**Excerpts of pointing data:**
···

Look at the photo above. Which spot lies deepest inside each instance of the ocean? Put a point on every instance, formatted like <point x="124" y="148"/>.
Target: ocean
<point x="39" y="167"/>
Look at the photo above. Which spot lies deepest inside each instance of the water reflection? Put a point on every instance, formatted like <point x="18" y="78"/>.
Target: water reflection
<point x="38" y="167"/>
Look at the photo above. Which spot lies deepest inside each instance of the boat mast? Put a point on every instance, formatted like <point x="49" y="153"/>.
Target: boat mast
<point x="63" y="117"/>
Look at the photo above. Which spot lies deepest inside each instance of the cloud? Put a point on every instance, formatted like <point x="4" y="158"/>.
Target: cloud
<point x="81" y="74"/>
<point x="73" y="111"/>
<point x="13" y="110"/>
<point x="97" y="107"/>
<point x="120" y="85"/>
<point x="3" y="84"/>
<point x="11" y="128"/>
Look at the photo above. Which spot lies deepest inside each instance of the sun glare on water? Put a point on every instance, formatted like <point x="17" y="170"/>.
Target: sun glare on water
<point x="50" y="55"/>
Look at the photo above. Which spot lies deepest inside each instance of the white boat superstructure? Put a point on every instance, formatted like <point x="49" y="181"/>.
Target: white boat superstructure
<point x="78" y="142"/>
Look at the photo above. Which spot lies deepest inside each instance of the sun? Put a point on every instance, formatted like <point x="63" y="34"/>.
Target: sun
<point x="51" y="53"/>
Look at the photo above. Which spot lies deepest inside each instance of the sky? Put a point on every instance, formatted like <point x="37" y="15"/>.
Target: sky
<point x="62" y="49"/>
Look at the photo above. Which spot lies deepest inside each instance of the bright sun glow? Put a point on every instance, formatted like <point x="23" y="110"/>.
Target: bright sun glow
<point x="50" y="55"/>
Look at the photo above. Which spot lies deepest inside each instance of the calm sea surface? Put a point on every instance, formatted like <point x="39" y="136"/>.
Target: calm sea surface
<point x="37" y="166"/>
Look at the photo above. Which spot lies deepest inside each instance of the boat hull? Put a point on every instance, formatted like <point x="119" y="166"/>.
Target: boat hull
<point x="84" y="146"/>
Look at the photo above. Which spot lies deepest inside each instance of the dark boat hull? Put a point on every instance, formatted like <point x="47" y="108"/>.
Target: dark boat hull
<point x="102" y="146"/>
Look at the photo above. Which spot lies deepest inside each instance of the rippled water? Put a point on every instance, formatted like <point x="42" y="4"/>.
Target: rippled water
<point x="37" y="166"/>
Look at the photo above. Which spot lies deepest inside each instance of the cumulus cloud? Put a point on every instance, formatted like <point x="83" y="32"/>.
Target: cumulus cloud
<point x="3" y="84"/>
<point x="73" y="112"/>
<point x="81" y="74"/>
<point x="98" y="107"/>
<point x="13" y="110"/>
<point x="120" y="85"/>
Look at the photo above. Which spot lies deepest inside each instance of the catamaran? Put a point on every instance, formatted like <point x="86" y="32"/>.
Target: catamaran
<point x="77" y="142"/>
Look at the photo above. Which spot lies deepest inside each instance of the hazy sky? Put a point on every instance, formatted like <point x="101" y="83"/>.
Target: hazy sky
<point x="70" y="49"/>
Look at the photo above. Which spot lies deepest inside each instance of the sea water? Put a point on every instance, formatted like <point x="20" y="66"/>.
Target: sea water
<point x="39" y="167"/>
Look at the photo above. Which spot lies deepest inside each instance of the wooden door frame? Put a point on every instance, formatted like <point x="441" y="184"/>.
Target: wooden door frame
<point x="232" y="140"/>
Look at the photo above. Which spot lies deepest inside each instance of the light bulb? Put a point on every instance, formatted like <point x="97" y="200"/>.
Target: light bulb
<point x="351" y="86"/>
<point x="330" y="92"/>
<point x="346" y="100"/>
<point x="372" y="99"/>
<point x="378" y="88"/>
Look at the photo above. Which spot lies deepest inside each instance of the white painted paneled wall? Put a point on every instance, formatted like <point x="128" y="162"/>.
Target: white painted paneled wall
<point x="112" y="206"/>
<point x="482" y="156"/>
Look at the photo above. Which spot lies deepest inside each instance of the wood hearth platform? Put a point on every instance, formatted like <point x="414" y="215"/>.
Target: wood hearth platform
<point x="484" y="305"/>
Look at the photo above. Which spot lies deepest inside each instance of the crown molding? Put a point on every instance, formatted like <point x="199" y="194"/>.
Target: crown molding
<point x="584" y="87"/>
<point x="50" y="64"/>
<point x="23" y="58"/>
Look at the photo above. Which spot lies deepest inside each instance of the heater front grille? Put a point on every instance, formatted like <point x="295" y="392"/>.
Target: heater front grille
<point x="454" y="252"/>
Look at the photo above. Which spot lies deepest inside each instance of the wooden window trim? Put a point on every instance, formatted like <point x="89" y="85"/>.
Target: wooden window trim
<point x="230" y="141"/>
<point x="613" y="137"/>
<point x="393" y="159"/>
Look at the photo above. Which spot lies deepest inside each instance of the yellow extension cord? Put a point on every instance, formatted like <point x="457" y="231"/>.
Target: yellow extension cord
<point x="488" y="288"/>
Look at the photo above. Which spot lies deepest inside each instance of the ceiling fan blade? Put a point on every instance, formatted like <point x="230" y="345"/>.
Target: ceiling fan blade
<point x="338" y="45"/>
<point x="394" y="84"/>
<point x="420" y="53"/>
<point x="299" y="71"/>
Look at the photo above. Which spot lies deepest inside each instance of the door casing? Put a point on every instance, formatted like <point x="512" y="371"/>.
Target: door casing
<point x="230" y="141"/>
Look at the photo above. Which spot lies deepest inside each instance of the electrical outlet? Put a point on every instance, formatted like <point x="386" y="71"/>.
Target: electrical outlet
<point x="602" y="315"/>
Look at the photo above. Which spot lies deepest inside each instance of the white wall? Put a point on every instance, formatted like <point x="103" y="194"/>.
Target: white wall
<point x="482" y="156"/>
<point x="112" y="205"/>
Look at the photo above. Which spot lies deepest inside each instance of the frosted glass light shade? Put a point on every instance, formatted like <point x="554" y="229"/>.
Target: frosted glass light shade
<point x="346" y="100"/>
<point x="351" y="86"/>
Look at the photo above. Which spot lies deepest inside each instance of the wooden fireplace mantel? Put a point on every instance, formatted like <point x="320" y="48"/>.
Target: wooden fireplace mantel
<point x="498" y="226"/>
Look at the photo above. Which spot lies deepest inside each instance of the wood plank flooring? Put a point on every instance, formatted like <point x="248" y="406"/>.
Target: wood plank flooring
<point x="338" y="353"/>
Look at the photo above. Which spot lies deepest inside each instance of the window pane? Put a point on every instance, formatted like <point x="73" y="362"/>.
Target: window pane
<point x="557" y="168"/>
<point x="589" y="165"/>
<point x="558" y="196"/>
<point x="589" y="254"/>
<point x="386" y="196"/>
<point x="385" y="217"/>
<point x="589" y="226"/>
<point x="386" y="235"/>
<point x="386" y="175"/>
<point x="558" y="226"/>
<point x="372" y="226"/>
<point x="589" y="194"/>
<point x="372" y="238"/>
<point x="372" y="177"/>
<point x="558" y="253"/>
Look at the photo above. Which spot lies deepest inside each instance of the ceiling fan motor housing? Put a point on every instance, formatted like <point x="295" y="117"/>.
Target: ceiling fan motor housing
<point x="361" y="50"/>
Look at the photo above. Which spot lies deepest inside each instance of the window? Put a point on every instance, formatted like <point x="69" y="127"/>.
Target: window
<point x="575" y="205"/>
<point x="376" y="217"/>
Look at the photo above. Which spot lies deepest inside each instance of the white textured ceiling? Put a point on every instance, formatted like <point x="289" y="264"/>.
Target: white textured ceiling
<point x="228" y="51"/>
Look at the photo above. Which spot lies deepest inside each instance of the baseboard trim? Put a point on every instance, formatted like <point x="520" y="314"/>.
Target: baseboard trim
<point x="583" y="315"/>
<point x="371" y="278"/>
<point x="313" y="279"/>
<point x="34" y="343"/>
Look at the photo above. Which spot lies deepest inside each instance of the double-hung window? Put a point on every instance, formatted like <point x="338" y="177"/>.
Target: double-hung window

···

**Goal:** Starting at the line that contains "of the double-hung" and running through the last line of the material, change every "window" to "door" and leave the rest untouched.

**Problem solution:**
Look at the photo above. Which spot lies deepest inside each instance of the double-hung door? Put a point on every instance, formatted like <point x="338" y="177"/>.
Target: double-hung door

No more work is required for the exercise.